INFORMATION SUPPLIED:

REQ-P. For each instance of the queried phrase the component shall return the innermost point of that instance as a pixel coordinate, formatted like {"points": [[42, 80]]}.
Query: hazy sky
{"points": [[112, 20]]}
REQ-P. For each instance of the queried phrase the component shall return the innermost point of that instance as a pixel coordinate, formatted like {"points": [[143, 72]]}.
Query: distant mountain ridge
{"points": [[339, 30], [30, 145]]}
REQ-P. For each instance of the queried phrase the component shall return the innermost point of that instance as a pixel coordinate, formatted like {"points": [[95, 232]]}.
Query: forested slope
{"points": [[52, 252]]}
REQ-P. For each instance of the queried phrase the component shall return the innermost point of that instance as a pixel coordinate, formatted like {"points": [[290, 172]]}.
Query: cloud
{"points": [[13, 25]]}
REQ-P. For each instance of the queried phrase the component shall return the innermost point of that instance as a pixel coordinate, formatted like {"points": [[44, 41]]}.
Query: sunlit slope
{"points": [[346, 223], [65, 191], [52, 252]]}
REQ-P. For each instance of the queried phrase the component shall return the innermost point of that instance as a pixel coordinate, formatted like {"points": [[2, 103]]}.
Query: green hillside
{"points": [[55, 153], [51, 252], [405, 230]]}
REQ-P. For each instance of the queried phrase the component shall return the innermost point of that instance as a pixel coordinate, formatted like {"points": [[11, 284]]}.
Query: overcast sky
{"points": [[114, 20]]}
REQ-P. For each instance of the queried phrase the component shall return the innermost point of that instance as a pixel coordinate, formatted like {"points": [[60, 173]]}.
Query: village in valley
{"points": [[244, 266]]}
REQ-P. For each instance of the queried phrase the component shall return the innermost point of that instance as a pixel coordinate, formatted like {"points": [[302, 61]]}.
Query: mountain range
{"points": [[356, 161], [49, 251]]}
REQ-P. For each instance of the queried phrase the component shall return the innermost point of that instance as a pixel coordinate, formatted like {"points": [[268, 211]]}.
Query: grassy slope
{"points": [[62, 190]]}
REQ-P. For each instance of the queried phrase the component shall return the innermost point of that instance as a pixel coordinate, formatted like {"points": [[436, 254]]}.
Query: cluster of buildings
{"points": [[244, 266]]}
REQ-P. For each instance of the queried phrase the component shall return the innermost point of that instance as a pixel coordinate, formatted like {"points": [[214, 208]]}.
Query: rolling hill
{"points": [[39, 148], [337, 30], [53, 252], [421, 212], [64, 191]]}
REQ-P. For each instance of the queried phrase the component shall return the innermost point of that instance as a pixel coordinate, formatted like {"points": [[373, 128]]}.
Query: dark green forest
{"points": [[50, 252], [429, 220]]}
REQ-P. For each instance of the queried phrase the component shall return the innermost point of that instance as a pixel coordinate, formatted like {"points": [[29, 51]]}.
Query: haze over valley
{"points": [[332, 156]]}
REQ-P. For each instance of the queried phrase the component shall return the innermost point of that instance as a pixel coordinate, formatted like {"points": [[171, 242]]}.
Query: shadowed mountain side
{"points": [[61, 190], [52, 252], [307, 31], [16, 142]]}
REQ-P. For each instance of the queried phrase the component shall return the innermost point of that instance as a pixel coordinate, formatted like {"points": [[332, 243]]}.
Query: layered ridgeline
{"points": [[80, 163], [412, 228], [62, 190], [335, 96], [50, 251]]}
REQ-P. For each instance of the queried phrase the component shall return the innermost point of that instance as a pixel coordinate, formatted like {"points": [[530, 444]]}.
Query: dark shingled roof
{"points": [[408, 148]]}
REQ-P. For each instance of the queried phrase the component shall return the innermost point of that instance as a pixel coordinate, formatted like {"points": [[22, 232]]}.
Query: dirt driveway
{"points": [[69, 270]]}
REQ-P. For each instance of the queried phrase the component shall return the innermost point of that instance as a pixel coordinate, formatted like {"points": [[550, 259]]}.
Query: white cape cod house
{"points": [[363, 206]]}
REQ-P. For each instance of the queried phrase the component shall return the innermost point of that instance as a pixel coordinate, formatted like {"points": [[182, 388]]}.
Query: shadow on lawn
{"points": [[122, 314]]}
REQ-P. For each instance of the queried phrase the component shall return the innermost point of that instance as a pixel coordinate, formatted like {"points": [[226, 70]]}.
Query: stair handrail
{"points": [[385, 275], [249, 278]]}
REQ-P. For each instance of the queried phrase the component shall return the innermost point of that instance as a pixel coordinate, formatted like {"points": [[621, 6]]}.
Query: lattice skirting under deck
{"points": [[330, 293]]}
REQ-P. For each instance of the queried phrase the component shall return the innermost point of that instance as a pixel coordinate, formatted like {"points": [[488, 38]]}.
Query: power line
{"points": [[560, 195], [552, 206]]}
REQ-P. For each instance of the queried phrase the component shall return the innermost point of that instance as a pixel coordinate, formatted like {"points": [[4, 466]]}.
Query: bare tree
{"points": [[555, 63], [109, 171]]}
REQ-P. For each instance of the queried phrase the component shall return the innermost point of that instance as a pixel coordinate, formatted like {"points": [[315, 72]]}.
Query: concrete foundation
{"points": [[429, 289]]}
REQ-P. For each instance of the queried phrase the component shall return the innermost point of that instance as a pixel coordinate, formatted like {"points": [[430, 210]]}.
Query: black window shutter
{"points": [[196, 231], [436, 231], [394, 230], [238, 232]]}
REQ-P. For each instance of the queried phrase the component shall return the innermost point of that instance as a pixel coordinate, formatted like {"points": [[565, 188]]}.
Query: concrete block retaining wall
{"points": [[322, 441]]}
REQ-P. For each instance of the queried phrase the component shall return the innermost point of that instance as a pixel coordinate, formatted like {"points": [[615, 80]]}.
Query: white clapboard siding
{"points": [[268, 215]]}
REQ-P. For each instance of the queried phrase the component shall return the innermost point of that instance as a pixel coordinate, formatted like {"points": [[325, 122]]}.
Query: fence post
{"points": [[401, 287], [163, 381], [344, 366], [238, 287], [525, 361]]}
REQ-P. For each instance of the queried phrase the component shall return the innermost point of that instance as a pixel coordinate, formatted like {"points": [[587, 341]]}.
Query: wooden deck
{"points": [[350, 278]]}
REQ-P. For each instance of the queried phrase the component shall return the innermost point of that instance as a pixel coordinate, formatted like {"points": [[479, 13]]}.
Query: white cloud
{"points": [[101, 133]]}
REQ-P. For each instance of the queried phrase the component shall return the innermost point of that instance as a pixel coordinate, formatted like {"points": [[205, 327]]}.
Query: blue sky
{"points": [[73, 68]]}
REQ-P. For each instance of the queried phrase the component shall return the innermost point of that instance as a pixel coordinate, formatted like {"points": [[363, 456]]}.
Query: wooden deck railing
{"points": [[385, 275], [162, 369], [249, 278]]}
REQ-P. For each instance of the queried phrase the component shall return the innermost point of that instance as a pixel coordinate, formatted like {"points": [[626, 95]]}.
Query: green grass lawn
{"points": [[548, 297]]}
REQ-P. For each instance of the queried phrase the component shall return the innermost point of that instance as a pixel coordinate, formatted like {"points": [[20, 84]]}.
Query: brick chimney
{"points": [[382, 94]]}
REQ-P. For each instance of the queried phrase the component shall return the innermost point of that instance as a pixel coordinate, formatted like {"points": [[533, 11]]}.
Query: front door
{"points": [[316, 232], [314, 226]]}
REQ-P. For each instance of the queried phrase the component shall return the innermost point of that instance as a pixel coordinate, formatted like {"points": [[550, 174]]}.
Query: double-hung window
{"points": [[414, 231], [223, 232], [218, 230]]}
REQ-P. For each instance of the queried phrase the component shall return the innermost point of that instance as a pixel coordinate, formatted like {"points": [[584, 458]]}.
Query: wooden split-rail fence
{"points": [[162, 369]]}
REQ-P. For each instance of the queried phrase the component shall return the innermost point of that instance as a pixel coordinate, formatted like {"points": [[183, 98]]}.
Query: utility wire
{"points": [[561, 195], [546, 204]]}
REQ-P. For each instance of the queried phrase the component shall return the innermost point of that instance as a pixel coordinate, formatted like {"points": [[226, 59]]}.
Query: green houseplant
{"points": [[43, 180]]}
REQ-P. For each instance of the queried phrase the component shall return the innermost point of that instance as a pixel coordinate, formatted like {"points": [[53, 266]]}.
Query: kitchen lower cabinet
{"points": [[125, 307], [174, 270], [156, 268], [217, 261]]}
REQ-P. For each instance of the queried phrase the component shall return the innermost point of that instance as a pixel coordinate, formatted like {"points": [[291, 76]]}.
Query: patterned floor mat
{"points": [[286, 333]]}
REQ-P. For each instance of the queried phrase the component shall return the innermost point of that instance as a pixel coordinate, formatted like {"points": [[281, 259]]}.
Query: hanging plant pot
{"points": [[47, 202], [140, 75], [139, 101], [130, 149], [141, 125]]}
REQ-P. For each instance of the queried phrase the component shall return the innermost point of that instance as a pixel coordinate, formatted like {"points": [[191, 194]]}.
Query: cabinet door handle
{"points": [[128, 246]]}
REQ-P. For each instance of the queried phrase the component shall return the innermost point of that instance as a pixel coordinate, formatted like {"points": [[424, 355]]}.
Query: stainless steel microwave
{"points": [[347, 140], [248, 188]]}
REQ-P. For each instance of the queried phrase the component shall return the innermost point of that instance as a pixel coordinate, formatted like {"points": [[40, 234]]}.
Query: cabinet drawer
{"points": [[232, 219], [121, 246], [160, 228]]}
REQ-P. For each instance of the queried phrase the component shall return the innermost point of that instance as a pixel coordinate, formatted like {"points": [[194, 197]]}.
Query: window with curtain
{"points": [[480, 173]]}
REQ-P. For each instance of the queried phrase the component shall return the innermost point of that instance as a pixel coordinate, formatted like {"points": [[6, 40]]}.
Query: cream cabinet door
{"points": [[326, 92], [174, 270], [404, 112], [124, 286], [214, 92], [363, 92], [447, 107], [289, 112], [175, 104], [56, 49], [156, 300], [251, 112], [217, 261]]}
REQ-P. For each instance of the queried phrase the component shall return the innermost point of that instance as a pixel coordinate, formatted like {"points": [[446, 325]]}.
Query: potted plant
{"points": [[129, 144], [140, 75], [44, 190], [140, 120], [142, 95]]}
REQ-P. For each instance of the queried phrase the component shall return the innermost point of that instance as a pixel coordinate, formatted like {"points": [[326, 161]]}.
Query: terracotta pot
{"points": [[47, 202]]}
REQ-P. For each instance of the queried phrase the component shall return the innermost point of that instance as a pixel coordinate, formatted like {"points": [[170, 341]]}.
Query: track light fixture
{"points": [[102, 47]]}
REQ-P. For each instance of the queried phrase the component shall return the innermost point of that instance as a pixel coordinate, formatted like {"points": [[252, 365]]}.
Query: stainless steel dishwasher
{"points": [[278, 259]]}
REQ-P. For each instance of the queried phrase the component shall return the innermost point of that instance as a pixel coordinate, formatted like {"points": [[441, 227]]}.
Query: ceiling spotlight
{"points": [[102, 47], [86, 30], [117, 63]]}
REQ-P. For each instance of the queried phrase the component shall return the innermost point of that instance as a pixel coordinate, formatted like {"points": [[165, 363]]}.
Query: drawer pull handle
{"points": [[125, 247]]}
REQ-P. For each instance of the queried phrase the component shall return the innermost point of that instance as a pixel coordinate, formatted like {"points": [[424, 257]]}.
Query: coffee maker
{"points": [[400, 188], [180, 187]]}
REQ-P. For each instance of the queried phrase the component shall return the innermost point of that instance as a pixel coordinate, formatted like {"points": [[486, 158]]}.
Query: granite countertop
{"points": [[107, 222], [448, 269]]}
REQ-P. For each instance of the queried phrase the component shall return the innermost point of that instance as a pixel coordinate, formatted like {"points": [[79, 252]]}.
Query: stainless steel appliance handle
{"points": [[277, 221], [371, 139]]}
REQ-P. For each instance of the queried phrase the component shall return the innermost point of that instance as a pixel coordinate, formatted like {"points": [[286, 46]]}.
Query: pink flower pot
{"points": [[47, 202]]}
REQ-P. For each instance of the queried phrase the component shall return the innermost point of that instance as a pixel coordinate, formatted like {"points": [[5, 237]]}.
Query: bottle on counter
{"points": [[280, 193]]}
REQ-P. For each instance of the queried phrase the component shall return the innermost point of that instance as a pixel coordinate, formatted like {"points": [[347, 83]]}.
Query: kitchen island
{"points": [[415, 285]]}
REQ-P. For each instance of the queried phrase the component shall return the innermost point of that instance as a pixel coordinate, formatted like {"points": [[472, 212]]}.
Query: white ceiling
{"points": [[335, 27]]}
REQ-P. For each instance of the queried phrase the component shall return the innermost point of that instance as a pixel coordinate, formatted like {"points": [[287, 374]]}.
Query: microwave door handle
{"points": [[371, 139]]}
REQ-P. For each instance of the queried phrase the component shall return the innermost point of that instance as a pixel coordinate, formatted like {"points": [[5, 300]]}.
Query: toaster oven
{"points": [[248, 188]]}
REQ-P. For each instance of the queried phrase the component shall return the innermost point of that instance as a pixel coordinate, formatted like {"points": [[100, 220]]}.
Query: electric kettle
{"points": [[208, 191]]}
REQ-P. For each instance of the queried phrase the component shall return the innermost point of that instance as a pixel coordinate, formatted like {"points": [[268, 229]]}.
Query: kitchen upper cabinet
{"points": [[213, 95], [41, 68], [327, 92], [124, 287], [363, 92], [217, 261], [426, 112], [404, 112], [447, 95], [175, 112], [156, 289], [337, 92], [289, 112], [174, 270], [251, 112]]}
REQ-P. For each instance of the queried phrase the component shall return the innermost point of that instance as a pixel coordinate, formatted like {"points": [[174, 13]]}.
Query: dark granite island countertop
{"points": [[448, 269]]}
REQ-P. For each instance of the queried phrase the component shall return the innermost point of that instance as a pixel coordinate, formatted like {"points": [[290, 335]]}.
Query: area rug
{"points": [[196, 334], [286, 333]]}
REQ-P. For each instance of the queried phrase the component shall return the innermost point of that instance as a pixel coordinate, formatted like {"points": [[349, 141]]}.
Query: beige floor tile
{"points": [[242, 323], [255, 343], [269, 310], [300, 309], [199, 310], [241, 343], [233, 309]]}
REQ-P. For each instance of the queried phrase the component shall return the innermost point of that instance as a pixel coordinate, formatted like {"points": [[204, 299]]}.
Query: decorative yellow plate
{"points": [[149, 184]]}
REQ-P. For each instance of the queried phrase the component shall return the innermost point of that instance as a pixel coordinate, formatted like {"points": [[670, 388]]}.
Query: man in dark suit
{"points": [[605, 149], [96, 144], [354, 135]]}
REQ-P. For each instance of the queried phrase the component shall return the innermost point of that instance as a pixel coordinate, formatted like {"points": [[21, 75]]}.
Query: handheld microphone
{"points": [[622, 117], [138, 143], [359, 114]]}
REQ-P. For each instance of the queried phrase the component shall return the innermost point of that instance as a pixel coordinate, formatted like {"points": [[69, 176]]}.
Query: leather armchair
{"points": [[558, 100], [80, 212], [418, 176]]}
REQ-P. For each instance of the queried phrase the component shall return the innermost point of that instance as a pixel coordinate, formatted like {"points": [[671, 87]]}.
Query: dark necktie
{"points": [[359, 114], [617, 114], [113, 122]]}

EXERCISE TASK: Return every line of the material above that contains the string "deck". Case counts.

FINISHED TASK:
Query: lattice skirting under deck
Query: wooden deck
Query: wooden deck railing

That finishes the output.